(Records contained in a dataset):

——————————

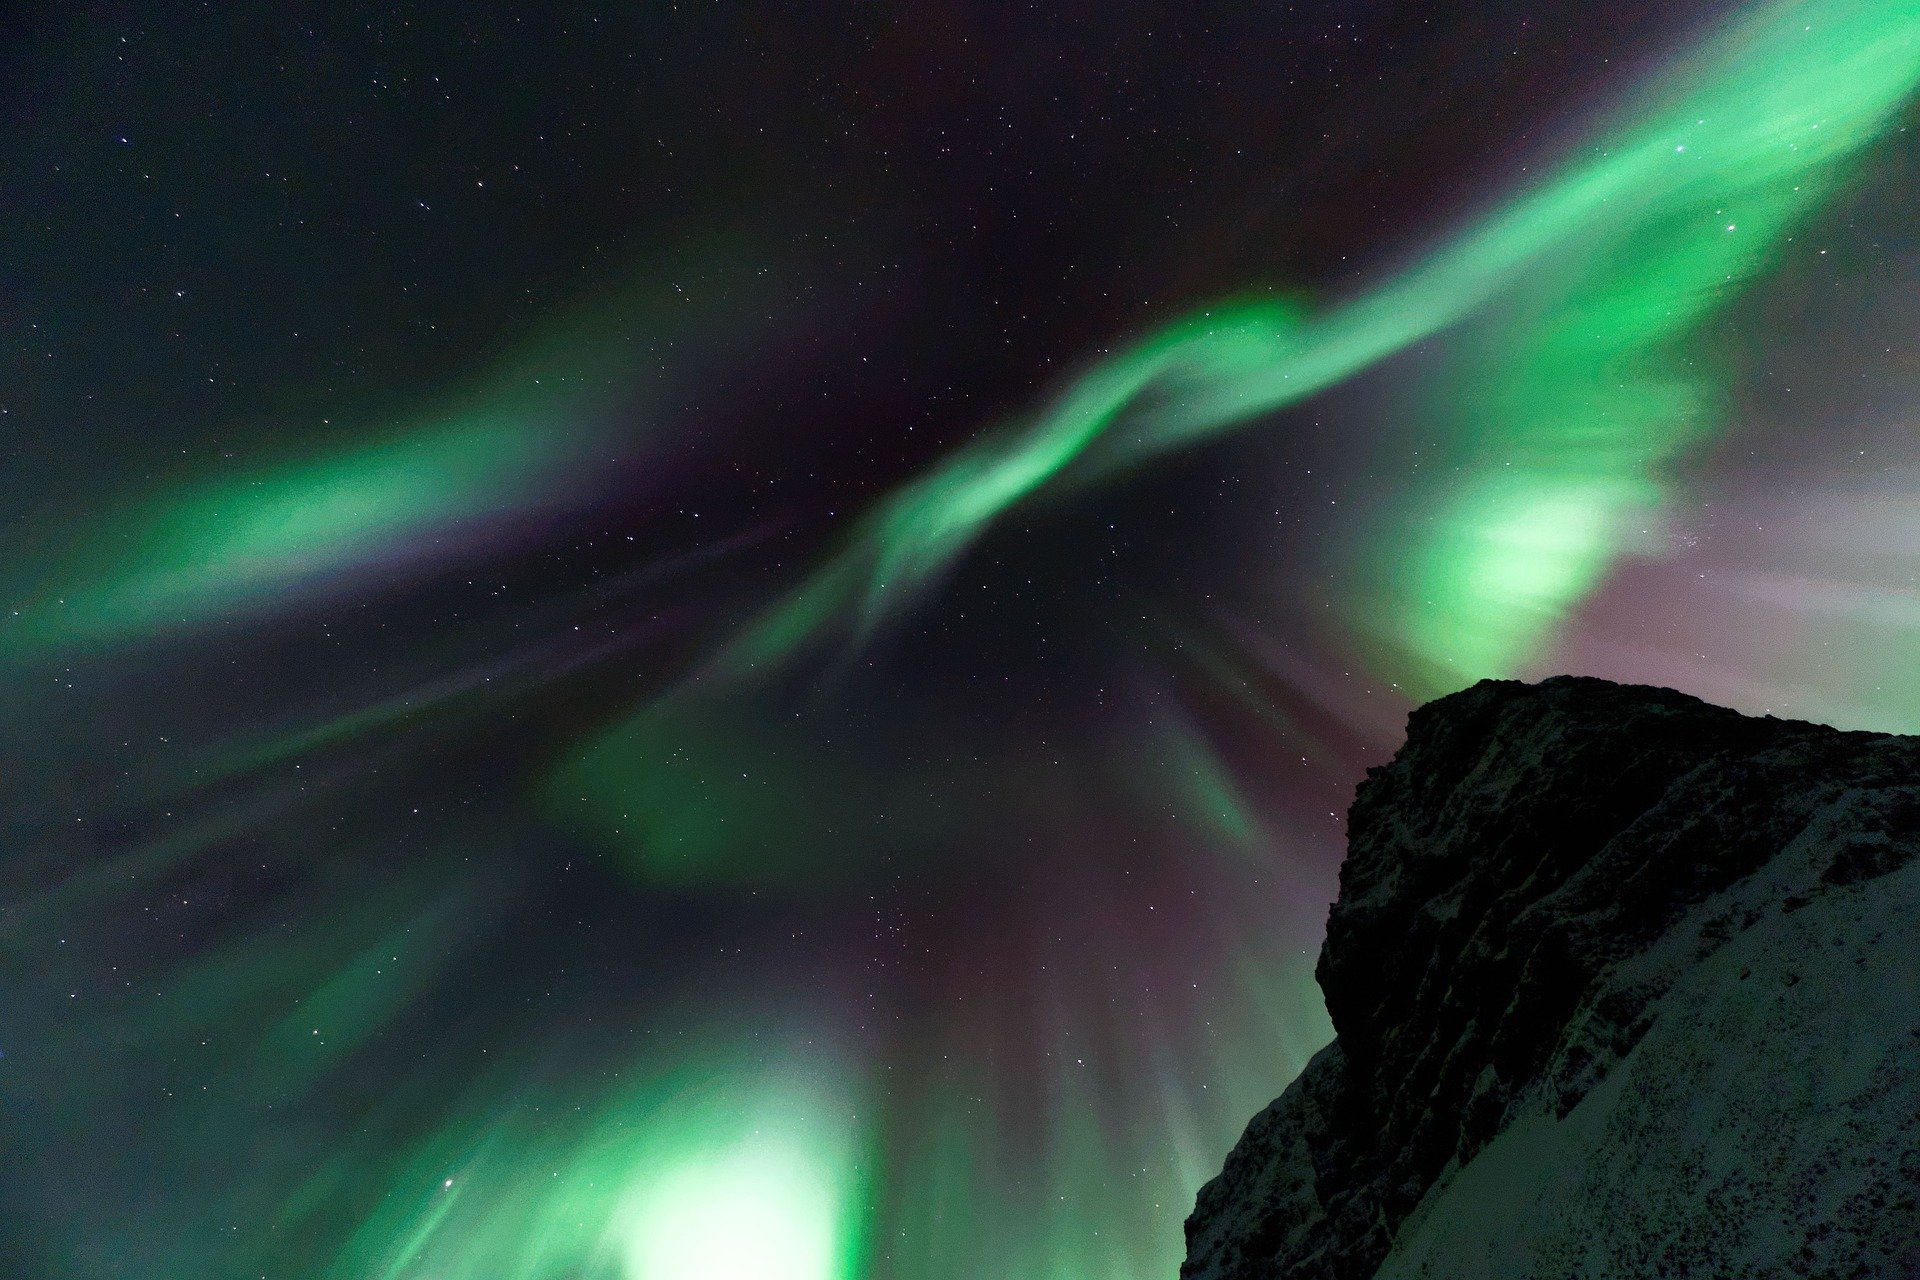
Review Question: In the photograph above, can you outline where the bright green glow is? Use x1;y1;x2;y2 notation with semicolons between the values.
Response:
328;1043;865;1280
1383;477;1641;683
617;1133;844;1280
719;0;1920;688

——————————

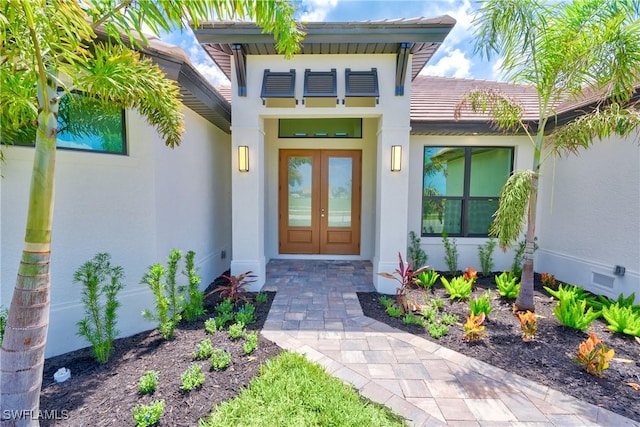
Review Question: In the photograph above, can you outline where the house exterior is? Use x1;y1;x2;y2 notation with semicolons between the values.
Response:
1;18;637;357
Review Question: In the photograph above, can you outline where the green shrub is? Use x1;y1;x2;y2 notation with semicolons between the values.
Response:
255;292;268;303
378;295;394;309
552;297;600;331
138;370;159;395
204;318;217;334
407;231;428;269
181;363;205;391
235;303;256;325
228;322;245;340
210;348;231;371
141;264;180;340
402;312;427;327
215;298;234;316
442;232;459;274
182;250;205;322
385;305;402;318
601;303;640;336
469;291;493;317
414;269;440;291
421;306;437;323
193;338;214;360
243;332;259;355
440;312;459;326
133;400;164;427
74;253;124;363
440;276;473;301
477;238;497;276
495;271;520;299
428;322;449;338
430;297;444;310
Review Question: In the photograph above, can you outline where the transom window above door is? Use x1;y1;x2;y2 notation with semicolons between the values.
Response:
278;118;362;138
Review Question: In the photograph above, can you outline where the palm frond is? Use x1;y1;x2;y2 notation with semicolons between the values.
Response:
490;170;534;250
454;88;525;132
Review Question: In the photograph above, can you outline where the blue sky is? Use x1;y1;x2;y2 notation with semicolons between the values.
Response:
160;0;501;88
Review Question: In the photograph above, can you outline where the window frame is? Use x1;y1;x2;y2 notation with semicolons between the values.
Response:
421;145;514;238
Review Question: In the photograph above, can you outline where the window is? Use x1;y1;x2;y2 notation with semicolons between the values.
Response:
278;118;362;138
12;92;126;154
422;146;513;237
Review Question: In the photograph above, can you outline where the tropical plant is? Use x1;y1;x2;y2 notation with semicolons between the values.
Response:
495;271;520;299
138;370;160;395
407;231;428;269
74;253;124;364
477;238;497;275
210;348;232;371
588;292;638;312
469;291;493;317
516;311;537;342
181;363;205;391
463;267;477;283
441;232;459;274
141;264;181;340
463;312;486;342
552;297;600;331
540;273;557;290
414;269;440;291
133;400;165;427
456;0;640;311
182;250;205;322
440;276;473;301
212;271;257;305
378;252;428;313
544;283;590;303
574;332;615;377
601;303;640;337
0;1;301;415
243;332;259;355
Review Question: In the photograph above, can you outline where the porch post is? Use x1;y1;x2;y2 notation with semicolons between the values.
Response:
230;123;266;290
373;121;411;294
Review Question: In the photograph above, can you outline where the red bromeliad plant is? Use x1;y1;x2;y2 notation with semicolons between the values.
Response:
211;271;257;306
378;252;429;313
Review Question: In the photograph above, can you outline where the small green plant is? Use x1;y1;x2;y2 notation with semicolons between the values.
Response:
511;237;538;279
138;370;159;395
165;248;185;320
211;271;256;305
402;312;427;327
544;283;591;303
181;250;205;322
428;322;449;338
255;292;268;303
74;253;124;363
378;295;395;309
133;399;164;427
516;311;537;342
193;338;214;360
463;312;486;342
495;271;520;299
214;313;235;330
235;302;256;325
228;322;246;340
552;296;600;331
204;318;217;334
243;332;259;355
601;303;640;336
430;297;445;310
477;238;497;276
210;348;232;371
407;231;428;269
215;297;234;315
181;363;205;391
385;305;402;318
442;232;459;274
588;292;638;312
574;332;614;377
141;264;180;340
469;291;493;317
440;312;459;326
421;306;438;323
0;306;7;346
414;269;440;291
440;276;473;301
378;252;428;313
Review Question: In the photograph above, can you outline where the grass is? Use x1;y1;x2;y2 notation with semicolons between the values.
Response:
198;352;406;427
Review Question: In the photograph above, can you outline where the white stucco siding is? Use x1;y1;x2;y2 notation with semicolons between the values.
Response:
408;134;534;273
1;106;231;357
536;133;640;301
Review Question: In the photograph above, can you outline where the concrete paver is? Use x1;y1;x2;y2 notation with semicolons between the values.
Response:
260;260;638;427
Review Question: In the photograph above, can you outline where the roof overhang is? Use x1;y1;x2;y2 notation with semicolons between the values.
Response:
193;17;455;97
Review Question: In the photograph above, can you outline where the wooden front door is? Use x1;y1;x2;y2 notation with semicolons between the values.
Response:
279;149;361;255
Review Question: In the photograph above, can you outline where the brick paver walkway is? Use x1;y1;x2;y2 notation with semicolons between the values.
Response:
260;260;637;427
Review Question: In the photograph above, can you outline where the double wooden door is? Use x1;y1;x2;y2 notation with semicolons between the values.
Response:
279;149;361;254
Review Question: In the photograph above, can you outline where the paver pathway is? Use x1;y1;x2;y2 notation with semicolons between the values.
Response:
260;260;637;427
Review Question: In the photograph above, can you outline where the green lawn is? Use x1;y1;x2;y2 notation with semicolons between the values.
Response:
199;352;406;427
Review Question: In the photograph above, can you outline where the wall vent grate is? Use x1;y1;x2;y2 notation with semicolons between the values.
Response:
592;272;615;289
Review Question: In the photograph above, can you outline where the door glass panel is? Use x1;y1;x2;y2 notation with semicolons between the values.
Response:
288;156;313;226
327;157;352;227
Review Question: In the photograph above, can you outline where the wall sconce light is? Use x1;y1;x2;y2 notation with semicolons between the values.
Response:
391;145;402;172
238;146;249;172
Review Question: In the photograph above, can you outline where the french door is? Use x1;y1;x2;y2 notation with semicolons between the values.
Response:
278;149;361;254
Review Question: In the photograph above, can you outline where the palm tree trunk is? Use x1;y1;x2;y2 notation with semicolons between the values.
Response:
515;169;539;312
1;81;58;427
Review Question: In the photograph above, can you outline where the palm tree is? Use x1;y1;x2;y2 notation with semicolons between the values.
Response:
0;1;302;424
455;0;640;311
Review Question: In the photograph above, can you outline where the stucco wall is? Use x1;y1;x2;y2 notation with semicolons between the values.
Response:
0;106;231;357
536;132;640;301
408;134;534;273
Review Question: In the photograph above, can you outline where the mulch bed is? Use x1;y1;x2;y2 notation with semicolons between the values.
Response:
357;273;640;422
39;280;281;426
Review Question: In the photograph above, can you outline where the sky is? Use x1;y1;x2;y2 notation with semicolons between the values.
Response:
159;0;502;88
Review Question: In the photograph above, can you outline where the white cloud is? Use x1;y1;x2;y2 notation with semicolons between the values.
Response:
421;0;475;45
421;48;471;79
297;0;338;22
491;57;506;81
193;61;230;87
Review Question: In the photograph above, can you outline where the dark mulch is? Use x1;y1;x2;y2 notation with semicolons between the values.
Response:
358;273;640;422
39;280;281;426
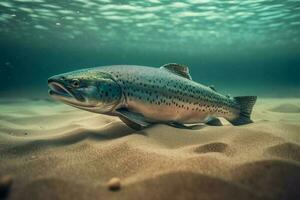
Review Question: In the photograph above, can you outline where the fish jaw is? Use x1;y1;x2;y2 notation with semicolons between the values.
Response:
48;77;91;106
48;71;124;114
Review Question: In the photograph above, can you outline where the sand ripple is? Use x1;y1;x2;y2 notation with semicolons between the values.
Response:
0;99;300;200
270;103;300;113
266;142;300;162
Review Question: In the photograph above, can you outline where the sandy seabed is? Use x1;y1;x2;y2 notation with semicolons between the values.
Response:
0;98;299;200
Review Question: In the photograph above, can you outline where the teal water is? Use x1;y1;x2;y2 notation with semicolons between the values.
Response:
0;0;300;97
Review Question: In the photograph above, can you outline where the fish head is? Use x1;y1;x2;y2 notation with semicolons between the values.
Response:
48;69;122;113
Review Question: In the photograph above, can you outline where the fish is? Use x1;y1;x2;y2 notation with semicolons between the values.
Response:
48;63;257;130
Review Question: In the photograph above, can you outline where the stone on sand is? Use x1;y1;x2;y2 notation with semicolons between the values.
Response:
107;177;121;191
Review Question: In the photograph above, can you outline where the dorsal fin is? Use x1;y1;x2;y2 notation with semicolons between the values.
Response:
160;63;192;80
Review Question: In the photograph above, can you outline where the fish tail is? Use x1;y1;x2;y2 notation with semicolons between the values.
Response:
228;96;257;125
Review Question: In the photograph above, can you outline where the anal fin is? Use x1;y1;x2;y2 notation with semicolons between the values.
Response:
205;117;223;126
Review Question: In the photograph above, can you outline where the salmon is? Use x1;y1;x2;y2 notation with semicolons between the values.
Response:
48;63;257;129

——————————

Each line above holding the string "window" counts once; please report the total and nothing more.

(Solution):
3